§ **Task requirements**: Give only the number of lines in the entries below that contain the string "window".

Records from a data collection

* BEGIN *

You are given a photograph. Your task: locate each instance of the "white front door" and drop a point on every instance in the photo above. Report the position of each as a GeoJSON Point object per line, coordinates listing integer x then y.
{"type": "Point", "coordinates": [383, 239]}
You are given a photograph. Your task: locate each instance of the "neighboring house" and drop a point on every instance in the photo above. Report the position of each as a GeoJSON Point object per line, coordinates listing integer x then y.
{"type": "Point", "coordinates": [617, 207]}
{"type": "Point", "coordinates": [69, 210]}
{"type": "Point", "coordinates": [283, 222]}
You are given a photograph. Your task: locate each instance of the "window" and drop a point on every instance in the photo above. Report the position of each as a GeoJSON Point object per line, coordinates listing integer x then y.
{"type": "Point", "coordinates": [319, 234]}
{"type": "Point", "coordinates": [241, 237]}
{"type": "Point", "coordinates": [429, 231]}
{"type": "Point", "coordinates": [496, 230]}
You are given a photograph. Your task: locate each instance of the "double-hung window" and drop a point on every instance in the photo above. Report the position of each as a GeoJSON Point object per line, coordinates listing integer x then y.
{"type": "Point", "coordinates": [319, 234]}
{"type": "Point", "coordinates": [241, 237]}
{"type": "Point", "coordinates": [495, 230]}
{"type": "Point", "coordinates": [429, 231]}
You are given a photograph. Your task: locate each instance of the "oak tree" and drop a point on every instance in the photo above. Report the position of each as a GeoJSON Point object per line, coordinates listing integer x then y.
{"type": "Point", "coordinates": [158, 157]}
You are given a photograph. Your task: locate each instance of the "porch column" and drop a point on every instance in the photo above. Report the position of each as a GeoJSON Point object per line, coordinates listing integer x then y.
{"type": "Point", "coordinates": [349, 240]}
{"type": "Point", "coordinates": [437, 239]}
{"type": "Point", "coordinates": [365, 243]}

* END *

§ **Response for this exercise**: 2